• [What to do] Recast every entry below as a two-column CSV headed entry_text and answer, one row per entry, with each value in a single quoted field and its line breaks replaced by spaces. Leave out the pictures.
※ ※ ※
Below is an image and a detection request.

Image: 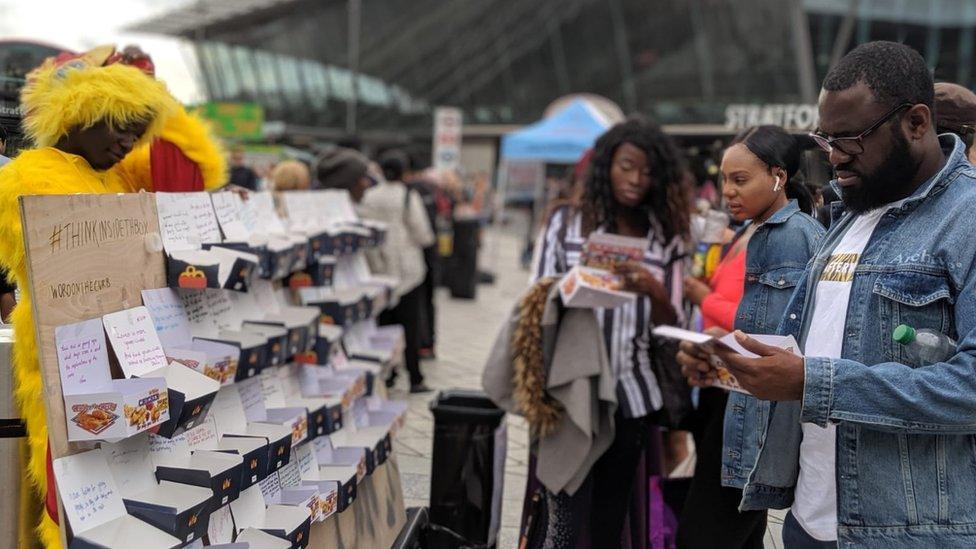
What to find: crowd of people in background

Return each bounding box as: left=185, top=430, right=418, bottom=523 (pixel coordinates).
left=492, top=42, right=976, bottom=549
left=0, top=33, right=976, bottom=549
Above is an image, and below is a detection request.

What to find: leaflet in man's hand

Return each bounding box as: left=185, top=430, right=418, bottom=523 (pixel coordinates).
left=580, top=233, right=649, bottom=271
left=651, top=326, right=800, bottom=395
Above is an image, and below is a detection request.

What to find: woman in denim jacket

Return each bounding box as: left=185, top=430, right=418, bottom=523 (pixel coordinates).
left=678, top=126, right=824, bottom=549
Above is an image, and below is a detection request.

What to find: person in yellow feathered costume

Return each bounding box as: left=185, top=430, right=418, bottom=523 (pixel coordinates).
left=0, top=48, right=226, bottom=547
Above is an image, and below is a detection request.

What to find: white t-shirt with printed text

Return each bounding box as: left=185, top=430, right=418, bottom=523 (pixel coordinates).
left=792, top=203, right=897, bottom=541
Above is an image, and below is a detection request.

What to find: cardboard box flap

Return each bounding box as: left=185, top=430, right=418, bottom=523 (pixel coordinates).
left=237, top=528, right=291, bottom=549
left=319, top=465, right=359, bottom=486
left=155, top=191, right=221, bottom=253
left=261, top=505, right=310, bottom=533
left=166, top=246, right=260, bottom=291
left=146, top=362, right=220, bottom=402
left=245, top=423, right=291, bottom=441
left=102, top=306, right=167, bottom=377
left=217, top=435, right=268, bottom=456
left=52, top=450, right=126, bottom=535
left=218, top=330, right=268, bottom=349
left=98, top=433, right=156, bottom=499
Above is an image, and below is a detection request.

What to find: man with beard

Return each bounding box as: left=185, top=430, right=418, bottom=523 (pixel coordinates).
left=678, top=42, right=976, bottom=549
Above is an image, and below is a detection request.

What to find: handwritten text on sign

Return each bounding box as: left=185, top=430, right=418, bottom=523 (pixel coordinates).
left=104, top=307, right=167, bottom=377
left=54, top=318, right=111, bottom=394
left=48, top=218, right=149, bottom=254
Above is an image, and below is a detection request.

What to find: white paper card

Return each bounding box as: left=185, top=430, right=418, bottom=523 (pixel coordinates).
left=230, top=484, right=265, bottom=531
left=102, top=307, right=167, bottom=377
left=53, top=450, right=126, bottom=533
left=210, top=383, right=247, bottom=433
left=207, top=504, right=234, bottom=545
left=181, top=414, right=219, bottom=451
left=101, top=433, right=156, bottom=498
left=156, top=192, right=221, bottom=252
left=180, top=290, right=219, bottom=337
left=54, top=318, right=112, bottom=394
left=231, top=378, right=268, bottom=422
※ ※ ※
• [Solved problem]
entry_text,answer
"Below is an image and a detection request. Image: What to find: crowd of people in background Return each bounding box as: left=185, top=430, right=418, bottom=523 (pixel coordinates).","left=492, top=42, right=976, bottom=549 left=0, top=33, right=976, bottom=549"
"Above is an image, and below is a detection request. What to find: leaflet in man's hand Return each bounding box as: left=185, top=430, right=418, bottom=523 (pixel coordinates).","left=580, top=233, right=649, bottom=271 left=651, top=326, right=800, bottom=395"
"Above is an image, and below is a detection request. What to find: woman in denim jacket Return each bounding box as: left=185, top=430, right=418, bottom=523 (pixel coordinates).","left=678, top=126, right=824, bottom=549"
"Above is an image, and below is a detection request. What to find: person in yellow feathered costume Return each bounding box as: left=185, top=430, right=418, bottom=523 (pixel coordinates).","left=0, top=48, right=226, bottom=547"
"Above is an image, and below is a detection request. What to find: white t-shirt with printed text Return each bounding box as: left=185, top=430, right=418, bottom=523 (pixel coordinates).","left=792, top=203, right=897, bottom=541"
"Above is an image, and below is a detection request. What to find: cardboard box flap Return each bounding box as: left=185, top=430, right=418, bottom=523 (pixel coordinates).","left=237, top=528, right=291, bottom=549 left=319, top=465, right=359, bottom=486 left=155, top=191, right=221, bottom=253 left=261, top=505, right=310, bottom=533 left=166, top=246, right=260, bottom=291 left=146, top=362, right=220, bottom=402 left=245, top=423, right=291, bottom=441 left=102, top=306, right=167, bottom=377 left=217, top=435, right=268, bottom=456 left=52, top=450, right=126, bottom=535 left=218, top=330, right=268, bottom=349 left=98, top=433, right=156, bottom=499"
"Above is an image, and below is a detection request. What to find: man with beard Return each bounding box as: left=185, top=430, right=418, bottom=523 (pixel coordinates).","left=678, top=42, right=976, bottom=549"
"Above is an image, and below is a detection request. What to find: handwritten text on sign Return each bounding box as: left=185, top=430, right=418, bottom=523 (pixel coordinates).","left=104, top=307, right=167, bottom=377 left=54, top=318, right=111, bottom=394 left=48, top=218, right=149, bottom=254"
"Above is an image, and below is a detection request. What to find: white paper card Return each bounding box as: left=185, top=430, right=418, bottom=523 (pixel coordinates).","left=230, top=484, right=265, bottom=531 left=102, top=307, right=167, bottom=377 left=53, top=450, right=126, bottom=533 left=210, top=383, right=247, bottom=433 left=207, top=504, right=234, bottom=545 left=181, top=414, right=219, bottom=451 left=101, top=433, right=156, bottom=498 left=156, top=192, right=221, bottom=252 left=180, top=290, right=219, bottom=337 left=54, top=318, right=112, bottom=394 left=231, top=378, right=268, bottom=422"